コスモ石油を出たら、国道19号線を多治見方面に向かう。曇天に気温も低くて道路脇の電光掲示板温度表示は10度、まるで冬のような気温だ。昨日の午後の灼熱の太陽にジリジリ焼かれてたのが嘘みたいに、今日は氷の風が吹き荒れるような気候になってた。こうなると思って、かなり思い切ってヒートテックの極暖くんを着てきたのだが、それでも全然寒いのであった。いやー参ったな、やっぱりライトダウンも着てくるべきだった。しかし、そこまで着たら昼から天気が良くなって気温が上がってきたら暑くてたまらんくなるに違いない。今は我慢だ。きっと昼から暖かくなる。
多治見から国道248号線を走って美濃加茂まで行く。朝早めに出てきたので、道はガラガラ、すっ飛ばして行く。ちょ寒いけどな。美濃加茂に入って、交差点を曲がったら、後ろからパトカーが現れた。なにい! 今ちょっと信号変わりッぱなで曲がったけど、やばかったんか。いや待て、矢印出てたよな。矢印信号が出てたよな。後ろに迫ってくるクラウンアスリートの黒白パトカーが、赤ランプを回しながら近づいて来る。次の信号も変わりっぱなだったので、今度はちゃんと止まった。いや、今度はちゃんと止まったって書いたけど、さっきが見切り発車したわけじゃないよ。さっきは矢印信号だったからビミョーな感じになっちゃっただけだよ。後ろに迫るクラウンアスリートの白黒パトカーが迫ってきた。そして後ろにピッタリついて止まった。ファオーーーン、はい前の黒いヘンタイ風のライダー止まりなさい! なんて言われたらどうしよう、ヤバいヤバいヤバすぎる。ビビってたら何事もなく信号が変わったので発進して、そこからも極めて安全運転で進むのだった。くそう、流石の最強HONDAも、相手がケーサツ機構では勝ち目がないぜ。見えなくしてやりたいが、それは同時にオレの免許証が見えなくなっちゃうってことでもあるからなー。バックミラーに写し出される白黒パトカーは、しかし、さらに次の交差点で右に曲がっていなくなった。フッフッフ、ハッハッハ、ダアーッハッハッハ!! パトカーなんぼのもんじゃい! さすが最強HONDAだぜ! パトカーもバックミラーから見えなくしてやったぜ! やはり最強はこのHONDAなのだ! この勢いで飛騨金山までブッチギリで走っていくと、タイムリーで休憩した。だって寒いもんね。お茶を飲んでちょっと暖まる。これで頑張れるぜ。行くぜ。

▶ リスト
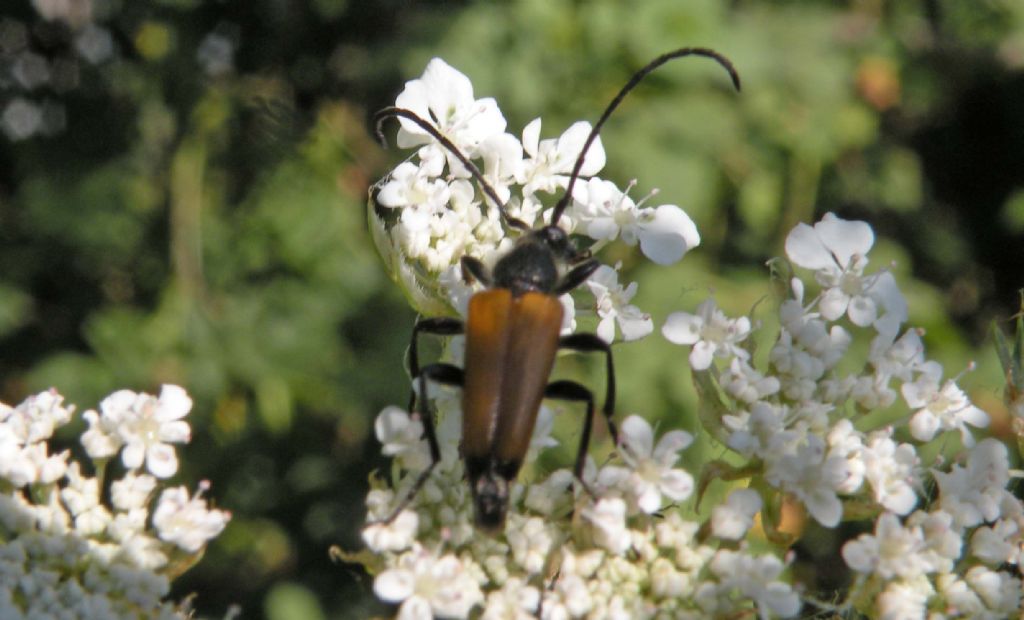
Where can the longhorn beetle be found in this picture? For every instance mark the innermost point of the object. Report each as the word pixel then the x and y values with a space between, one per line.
pixel 512 334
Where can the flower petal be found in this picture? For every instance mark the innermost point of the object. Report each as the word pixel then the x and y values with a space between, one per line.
pixel 161 460
pixel 804 247
pixel 669 235
pixel 637 436
pixel 570 143
pixel 667 451
pixel 676 485
pixel 394 585
pixel 701 355
pixel 845 239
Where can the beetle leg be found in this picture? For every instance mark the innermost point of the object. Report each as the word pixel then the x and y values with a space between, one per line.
pixel 472 269
pixel 441 373
pixel 570 390
pixel 577 276
pixel 585 342
pixel 440 326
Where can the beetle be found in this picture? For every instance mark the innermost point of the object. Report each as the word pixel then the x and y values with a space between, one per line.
pixel 512 335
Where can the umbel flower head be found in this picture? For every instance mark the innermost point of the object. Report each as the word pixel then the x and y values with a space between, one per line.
pixel 67 551
pixel 428 213
pixel 630 538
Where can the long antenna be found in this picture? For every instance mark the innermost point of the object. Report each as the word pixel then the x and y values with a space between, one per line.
pixel 637 77
pixel 392 112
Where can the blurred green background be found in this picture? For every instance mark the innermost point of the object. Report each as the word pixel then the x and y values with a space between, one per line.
pixel 182 189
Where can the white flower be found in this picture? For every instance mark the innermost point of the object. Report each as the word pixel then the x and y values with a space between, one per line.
pixel 813 477
pixel 945 408
pixel 744 383
pixel 756 578
pixel 608 519
pixel 397 535
pixel 711 333
pixel 999 590
pixel 837 250
pixel 428 586
pixel 977 493
pixel 732 519
pixel 444 95
pixel 613 306
pixel 132 491
pixel 891 469
pixel 401 436
pixel 550 162
pixel 897 551
pixel 604 212
pixel 143 424
pixel 905 598
pixel 649 474
pixel 186 521
pixel 997 544
pixel 529 542
pixel 408 188
pixel 515 601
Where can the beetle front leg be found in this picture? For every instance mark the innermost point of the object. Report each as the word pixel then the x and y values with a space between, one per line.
pixel 441 373
pixel 439 326
pixel 593 343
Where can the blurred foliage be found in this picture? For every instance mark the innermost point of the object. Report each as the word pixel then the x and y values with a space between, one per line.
pixel 182 188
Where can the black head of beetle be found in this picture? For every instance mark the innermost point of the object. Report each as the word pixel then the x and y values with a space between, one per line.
pixel 534 263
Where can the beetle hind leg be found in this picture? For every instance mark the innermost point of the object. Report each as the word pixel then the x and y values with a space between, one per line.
pixel 585 342
pixel 570 390
pixel 440 373
pixel 438 326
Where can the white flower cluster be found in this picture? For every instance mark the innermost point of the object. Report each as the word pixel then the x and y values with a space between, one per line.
pixel 624 554
pixel 68 551
pixel 428 212
pixel 616 544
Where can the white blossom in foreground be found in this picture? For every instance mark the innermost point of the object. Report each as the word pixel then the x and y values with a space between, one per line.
pixel 429 211
pixel 805 422
pixel 67 552
pixel 649 472
pixel 711 333
pixel 143 425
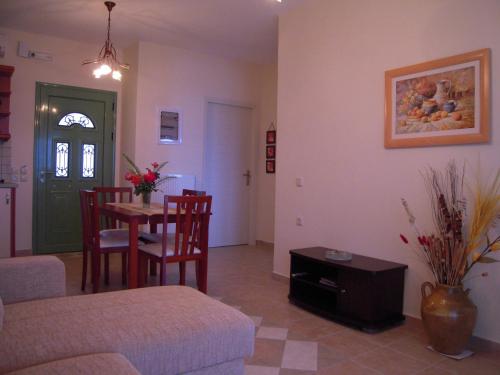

▶ 問題の条件
抜粋文の「コスモ石油を出たら、国道19」から「だ。きっと昼から暖かくなる。」までの部分を、「ライトダウン」を「ダウンジャケット」に置き換えて書き直してもらえますか？

▶ 回答
コスモ石油を出たら、国道19号線を多治見方面に向かう。曇天に気温も低くて道路脇の電光掲示板温度表示は10度、まるで冬のような気温だ。昨日の午後の灼熱の太陽にジリジリ焼かれてたのが嘘みたいに、今日は氷の風が吹き荒れるような気候になってた。こうなると思って、かなり思い切ってヒートテックの極暖くんを着てきたのだが、それでも全然寒いのであった。いやー参ったな、やっぱりダウンジャケットも着てくるべきだった。しかし、そこまで着たら昼から天気が良くなって気温が上がってきたら暑くてたまらんくなるに違いない。今は我慢だ。きっと昼から暖かくなる。